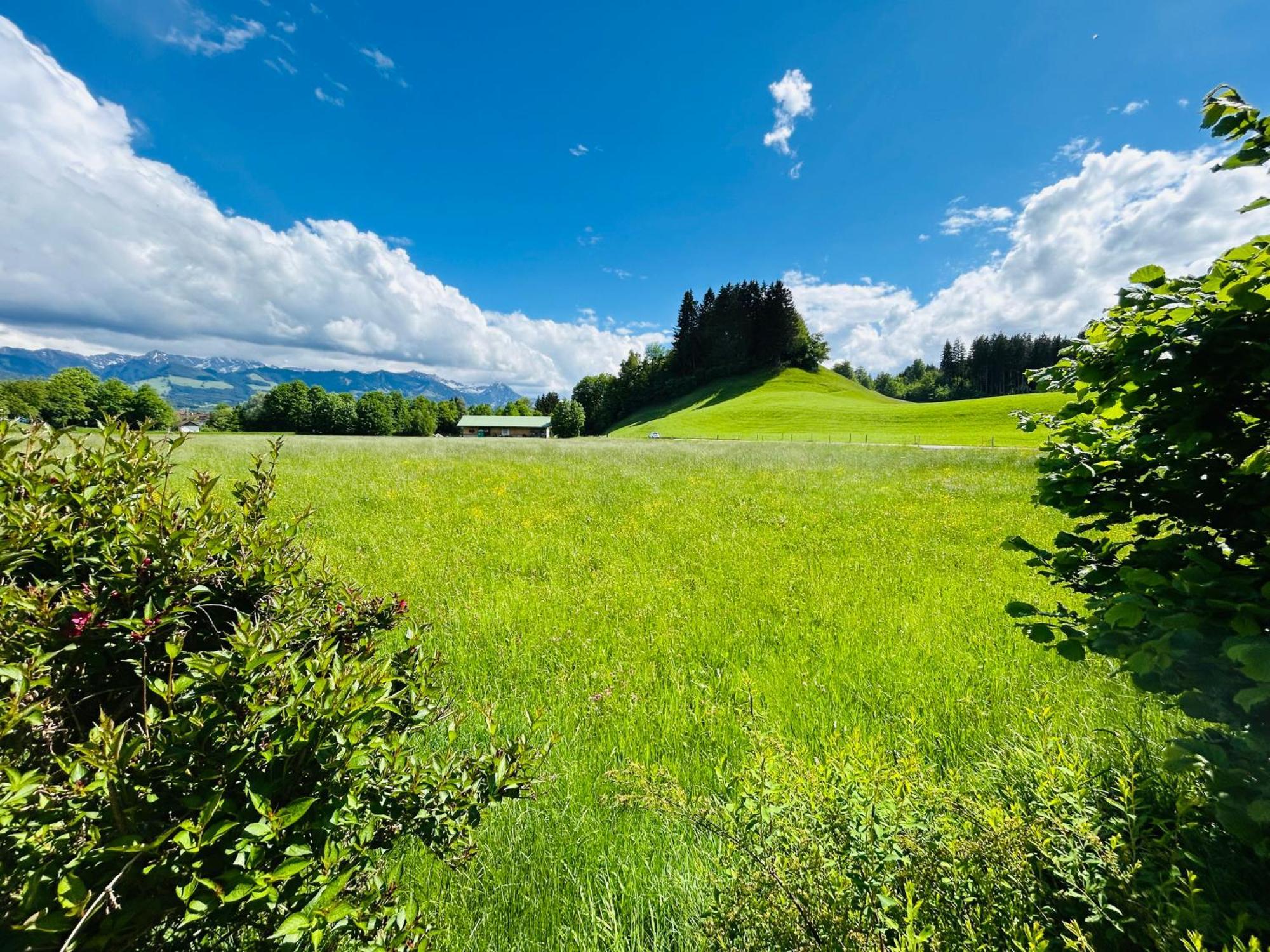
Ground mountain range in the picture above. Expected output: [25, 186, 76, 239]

==

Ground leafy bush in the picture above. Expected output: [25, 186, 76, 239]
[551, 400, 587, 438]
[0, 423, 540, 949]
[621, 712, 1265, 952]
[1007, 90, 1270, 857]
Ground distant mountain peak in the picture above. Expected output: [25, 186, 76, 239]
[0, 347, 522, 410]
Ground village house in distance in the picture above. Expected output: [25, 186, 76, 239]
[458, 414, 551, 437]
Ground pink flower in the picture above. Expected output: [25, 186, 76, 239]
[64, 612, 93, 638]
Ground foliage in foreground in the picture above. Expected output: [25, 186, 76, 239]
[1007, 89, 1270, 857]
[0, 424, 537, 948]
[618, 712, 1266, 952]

YOUR INSTRUCTIONS: Please repeat the lines of the listing above word for word, starting at the line that contains "Ground village house" and ending at the line that contains "[618, 712, 1266, 952]", with both of those lines included.

REPLY:
Ground village house in distance in the picture above. Expected output: [25, 186, 76, 239]
[458, 414, 551, 437]
Ground pink flower in the picture above. Expected output: [25, 186, 76, 239]
[64, 612, 93, 638]
Ground foliage in foreground in the picture above. Expected output: [25, 186, 76, 239]
[1007, 89, 1270, 857]
[0, 424, 537, 948]
[618, 712, 1266, 952]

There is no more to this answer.